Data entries
Start
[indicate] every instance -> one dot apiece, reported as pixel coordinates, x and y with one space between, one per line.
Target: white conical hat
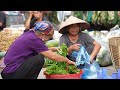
73 20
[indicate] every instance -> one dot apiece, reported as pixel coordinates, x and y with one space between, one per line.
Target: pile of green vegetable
53 67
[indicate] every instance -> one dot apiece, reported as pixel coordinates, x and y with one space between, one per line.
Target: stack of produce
53 67
6 40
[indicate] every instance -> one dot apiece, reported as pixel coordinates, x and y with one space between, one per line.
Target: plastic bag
114 32
90 71
81 56
2 64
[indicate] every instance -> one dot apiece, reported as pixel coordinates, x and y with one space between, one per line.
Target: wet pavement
110 70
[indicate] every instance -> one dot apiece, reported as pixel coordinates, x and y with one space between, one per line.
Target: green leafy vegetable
53 67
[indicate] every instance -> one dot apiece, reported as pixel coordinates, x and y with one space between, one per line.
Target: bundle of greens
53 67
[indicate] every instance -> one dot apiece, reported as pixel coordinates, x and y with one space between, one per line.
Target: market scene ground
105 29
110 70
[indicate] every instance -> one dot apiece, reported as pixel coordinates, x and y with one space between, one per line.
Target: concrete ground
110 70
End
Collect every line in the listing that contains the string "vegetable", and copy each one in full. Case counts.

Target: pile of green vegetable
Target: green leafy vegetable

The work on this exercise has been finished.